= Data excerpts =
┄┄┄┄┄┄

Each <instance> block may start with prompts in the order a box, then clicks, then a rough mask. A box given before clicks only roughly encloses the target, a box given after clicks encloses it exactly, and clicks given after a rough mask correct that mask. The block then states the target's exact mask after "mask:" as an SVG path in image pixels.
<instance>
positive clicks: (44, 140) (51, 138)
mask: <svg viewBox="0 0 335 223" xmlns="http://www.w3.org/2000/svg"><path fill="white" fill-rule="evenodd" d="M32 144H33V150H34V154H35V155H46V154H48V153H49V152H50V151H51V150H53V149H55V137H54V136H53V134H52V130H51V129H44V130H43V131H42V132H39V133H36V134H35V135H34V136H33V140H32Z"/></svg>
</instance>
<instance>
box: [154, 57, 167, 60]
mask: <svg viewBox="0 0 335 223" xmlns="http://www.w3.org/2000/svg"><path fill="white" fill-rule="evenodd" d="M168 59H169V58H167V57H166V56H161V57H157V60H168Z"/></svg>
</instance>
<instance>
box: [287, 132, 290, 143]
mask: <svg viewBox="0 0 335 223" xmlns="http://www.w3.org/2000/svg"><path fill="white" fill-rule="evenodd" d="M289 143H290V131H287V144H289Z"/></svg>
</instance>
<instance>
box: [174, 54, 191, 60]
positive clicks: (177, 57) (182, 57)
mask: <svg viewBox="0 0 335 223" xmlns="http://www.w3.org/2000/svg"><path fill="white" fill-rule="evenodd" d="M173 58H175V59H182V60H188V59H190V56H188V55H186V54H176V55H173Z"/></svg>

┄┄┄┄┄┄

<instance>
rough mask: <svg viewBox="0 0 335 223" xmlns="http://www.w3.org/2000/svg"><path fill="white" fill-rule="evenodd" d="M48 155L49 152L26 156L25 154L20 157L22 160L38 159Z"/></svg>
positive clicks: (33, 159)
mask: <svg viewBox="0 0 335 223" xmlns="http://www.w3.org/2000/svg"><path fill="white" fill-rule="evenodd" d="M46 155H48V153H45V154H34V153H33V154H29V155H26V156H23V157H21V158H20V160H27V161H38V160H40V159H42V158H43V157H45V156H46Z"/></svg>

┄┄┄┄┄┄

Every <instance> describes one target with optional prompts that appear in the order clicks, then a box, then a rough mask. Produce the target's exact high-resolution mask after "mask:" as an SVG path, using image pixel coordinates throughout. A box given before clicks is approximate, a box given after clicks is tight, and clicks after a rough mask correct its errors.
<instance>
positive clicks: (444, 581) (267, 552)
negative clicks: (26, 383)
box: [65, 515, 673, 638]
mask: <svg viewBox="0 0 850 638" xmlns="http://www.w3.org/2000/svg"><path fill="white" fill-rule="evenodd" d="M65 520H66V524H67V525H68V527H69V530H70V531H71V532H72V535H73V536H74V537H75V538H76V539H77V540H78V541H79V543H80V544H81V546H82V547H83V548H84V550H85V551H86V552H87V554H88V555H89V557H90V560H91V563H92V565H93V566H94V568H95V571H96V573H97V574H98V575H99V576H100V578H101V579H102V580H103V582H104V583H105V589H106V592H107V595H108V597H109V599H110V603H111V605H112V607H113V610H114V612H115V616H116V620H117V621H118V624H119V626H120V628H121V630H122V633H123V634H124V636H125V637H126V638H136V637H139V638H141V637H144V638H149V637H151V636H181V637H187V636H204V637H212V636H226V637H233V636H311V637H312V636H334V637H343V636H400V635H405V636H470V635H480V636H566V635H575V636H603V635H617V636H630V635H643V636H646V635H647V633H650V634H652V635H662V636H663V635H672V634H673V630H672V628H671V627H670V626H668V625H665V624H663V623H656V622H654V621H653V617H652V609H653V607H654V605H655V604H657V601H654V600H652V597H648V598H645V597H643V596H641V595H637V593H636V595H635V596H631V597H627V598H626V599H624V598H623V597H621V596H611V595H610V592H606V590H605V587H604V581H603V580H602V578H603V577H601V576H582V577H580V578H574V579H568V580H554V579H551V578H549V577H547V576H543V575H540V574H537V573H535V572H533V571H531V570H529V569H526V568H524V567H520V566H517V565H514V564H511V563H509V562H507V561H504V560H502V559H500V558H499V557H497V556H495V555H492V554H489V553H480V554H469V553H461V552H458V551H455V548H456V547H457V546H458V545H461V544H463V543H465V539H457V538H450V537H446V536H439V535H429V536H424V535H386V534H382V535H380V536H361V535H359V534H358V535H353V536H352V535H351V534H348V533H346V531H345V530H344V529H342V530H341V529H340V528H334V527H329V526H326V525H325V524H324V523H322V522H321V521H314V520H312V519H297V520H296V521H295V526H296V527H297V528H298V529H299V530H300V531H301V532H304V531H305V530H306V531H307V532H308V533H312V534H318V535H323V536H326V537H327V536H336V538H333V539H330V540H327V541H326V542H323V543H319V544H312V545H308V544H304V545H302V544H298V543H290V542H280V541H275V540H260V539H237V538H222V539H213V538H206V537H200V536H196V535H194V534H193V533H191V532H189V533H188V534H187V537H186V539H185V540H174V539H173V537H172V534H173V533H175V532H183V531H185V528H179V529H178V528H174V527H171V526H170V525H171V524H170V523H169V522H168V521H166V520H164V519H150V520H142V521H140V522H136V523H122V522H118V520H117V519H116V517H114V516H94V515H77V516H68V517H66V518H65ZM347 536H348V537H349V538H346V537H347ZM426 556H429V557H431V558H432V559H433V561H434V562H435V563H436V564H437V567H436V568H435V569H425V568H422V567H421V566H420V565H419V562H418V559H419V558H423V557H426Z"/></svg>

┄┄┄┄┄┄

Copy out all lines from the material above that contain the string "image".

= Result =
Each <instance> block may start with prompts in the order a box, then clicks, then a rough mask. A box given before clicks only roughly encloses the target, a box given after clicks encloses it exactly, and clicks given after a rough mask correct that mask. The block then states the target's exact mask after "mask:" as an SVG path in image pixels.
Every <instance> describes one target with optional prompts that appear in the order clicks, then a box, then a rough mask. Produce the target's exact high-resolution mask after "mask:" as an SVG path, using image pixel coordinates throughout. A box given before clicks is approximate, a box given after clicks is tight, and clicks after a rough mask correct its errors.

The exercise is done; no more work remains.